▶ **WHAT IS NEEDED**
Count the lines in the data that contain the string "green", treating uppercase and lowercase as different, and give only the number.

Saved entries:
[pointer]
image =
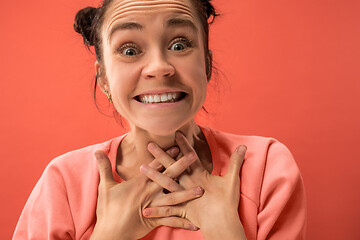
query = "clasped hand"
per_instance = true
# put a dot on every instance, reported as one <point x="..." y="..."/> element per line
<point x="218" y="207"/>
<point x="131" y="209"/>
<point x="120" y="205"/>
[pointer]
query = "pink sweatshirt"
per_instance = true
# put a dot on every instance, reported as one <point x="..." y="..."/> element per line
<point x="272" y="201"/>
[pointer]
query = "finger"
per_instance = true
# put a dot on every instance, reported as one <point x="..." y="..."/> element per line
<point x="236" y="161"/>
<point x="180" y="166"/>
<point x="187" y="149"/>
<point x="175" y="222"/>
<point x="104" y="167"/>
<point x="178" y="197"/>
<point x="160" y="179"/>
<point x="165" y="159"/>
<point x="164" y="211"/>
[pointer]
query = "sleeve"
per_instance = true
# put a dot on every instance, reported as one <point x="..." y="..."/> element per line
<point x="282" y="209"/>
<point x="46" y="214"/>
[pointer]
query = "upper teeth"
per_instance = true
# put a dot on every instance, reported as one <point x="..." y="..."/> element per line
<point x="165" y="97"/>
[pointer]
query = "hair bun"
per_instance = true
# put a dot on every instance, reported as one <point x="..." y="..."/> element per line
<point x="83" y="24"/>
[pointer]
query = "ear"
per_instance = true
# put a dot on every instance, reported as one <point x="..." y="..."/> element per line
<point x="209" y="58"/>
<point x="101" y="77"/>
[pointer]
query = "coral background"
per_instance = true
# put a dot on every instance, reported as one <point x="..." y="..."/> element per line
<point x="287" y="69"/>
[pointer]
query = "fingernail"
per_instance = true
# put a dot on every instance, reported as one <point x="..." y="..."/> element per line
<point x="146" y="212"/>
<point x="98" y="154"/>
<point x="151" y="146"/>
<point x="178" y="134"/>
<point x="191" y="156"/>
<point x="192" y="227"/>
<point x="174" y="151"/>
<point x="144" y="168"/>
<point x="199" y="191"/>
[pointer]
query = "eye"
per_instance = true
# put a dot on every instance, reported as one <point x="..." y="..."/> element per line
<point x="180" y="44"/>
<point x="129" y="50"/>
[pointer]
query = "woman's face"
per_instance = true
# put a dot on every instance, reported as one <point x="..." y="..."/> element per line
<point x="154" y="63"/>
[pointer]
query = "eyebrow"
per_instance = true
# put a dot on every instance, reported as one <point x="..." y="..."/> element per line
<point x="172" y="22"/>
<point x="125" y="26"/>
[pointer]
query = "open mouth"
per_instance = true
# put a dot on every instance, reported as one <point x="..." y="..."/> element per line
<point x="168" y="97"/>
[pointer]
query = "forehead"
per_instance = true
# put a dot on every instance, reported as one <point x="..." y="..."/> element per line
<point x="121" y="9"/>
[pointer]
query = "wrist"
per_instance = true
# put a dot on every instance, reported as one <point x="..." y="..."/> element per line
<point x="231" y="228"/>
<point x="102" y="233"/>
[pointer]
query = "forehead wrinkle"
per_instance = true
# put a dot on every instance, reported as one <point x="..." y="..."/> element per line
<point x="125" y="8"/>
<point x="125" y="26"/>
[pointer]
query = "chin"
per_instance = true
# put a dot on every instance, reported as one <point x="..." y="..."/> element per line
<point x="164" y="127"/>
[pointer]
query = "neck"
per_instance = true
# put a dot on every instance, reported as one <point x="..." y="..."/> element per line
<point x="135" y="143"/>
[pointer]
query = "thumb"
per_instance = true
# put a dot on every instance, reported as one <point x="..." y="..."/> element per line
<point x="104" y="167"/>
<point x="236" y="161"/>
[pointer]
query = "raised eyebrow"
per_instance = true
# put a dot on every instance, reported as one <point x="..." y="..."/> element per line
<point x="125" y="26"/>
<point x="181" y="22"/>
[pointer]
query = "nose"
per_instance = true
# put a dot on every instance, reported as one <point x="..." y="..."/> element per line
<point x="158" y="67"/>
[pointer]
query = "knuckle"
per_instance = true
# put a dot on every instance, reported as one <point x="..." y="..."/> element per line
<point x="171" y="199"/>
<point x="167" y="211"/>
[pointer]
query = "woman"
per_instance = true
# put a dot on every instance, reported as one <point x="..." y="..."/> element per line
<point x="153" y="63"/>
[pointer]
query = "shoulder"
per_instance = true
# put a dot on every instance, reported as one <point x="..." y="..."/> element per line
<point x="268" y="162"/>
<point x="257" y="145"/>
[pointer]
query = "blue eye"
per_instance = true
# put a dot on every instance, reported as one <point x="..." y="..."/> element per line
<point x="180" y="44"/>
<point x="130" y="52"/>
<point x="178" y="47"/>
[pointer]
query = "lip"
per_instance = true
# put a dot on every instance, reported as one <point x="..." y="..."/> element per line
<point x="162" y="105"/>
<point x="160" y="91"/>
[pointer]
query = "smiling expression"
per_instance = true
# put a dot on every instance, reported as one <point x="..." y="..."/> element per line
<point x="154" y="63"/>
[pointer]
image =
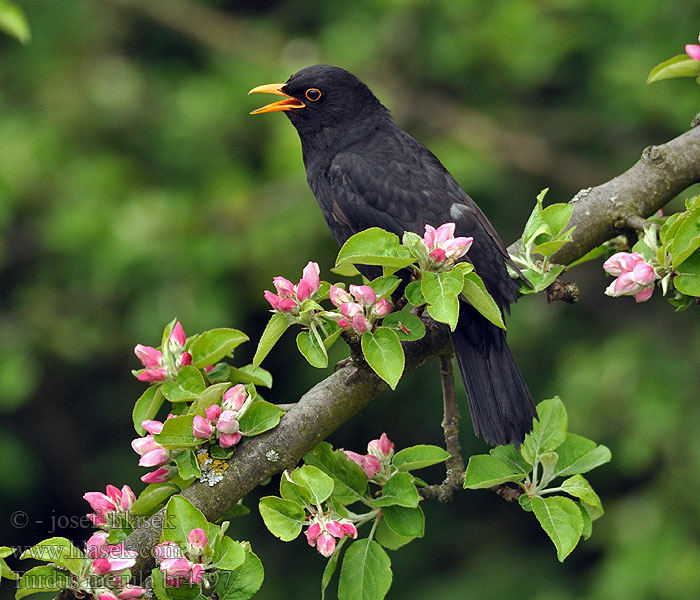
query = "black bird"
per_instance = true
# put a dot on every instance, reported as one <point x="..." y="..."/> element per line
<point x="367" y="172"/>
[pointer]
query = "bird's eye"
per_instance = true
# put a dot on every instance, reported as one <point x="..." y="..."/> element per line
<point x="313" y="94"/>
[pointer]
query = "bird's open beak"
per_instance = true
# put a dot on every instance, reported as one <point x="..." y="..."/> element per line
<point x="288" y="103"/>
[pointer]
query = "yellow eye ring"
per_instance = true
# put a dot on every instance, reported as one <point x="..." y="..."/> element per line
<point x="313" y="94"/>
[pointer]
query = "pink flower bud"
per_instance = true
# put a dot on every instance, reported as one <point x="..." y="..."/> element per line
<point x="213" y="412"/>
<point x="153" y="375"/>
<point x="160" y="475"/>
<point x="100" y="502"/>
<point x="201" y="428"/>
<point x="284" y="287"/>
<point x="175" y="567"/>
<point x="227" y="423"/>
<point x="338" y="296"/>
<point x="364" y="294"/>
<point x="382" y="308"/>
<point x="444" y="233"/>
<point x="197" y="539"/>
<point x="177" y="335"/>
<point x="235" y="397"/>
<point x="311" y="275"/>
<point x="130" y="591"/>
<point x="430" y="236"/>
<point x="361" y="324"/>
<point x="196" y="574"/>
<point x="350" y="309"/>
<point x="303" y="291"/>
<point x="438" y="255"/>
<point x="349" y="528"/>
<point x="227" y="440"/>
<point x="95" y="544"/>
<point x="149" y="356"/>
<point x="645" y="294"/>
<point x="325" y="544"/>
<point x="312" y="533"/>
<point x="152" y="426"/>
<point x="643" y="273"/>
<point x="382" y="448"/>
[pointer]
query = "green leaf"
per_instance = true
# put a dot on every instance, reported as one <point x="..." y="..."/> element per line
<point x="579" y="487"/>
<point x="407" y="325"/>
<point x="441" y="292"/>
<point x="561" y="520"/>
<point x="316" y="481"/>
<point x="511" y="457"/>
<point x="414" y="294"/>
<point x="147" y="407"/>
<point x="579" y="455"/>
<point x="389" y="538"/>
<point x="678" y="66"/>
<point x="152" y="497"/>
<point x="383" y="352"/>
<point x="177" y="433"/>
<point x="274" y="329"/>
<point x="261" y="416"/>
<point x="349" y="481"/>
<point x="548" y="431"/>
<point x="251" y="374"/>
<point x="283" y="518"/>
<point x="188" y="385"/>
<point x="187" y="465"/>
<point x="181" y="517"/>
<point x="228" y="555"/>
<point x="399" y="490"/>
<point x="405" y="521"/>
<point x="475" y="293"/>
<point x="13" y="21"/>
<point x="374" y="246"/>
<point x="211" y="346"/>
<point x="59" y="551"/>
<point x="419" y="457"/>
<point x="313" y="351"/>
<point x="484" y="471"/>
<point x="366" y="572"/>
<point x="243" y="582"/>
<point x="42" y="579"/>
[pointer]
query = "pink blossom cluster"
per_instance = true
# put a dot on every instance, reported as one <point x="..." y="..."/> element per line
<point x="154" y="454"/>
<point x="693" y="50"/>
<point x="359" y="310"/>
<point x="634" y="276"/>
<point x="110" y="506"/>
<point x="108" y="564"/>
<point x="180" y="567"/>
<point x="221" y="422"/>
<point x="155" y="363"/>
<point x="443" y="246"/>
<point x="322" y="533"/>
<point x="379" y="454"/>
<point x="290" y="296"/>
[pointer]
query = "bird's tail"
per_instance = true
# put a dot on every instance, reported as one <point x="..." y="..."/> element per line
<point x="499" y="401"/>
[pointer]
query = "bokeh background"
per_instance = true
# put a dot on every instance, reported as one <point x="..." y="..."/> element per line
<point x="134" y="187"/>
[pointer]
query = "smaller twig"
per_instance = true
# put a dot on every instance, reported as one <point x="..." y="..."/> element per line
<point x="450" y="426"/>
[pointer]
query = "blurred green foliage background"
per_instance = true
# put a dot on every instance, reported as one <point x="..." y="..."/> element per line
<point x="134" y="187"/>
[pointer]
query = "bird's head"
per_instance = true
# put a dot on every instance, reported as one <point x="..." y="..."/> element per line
<point x="320" y="100"/>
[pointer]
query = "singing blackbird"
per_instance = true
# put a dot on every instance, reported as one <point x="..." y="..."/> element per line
<point x="367" y="172"/>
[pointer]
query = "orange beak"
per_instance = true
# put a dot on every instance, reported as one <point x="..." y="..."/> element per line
<point x="288" y="103"/>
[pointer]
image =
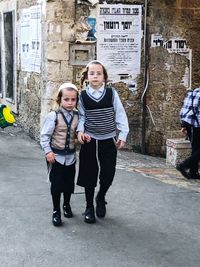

▶ **ANSWER**
2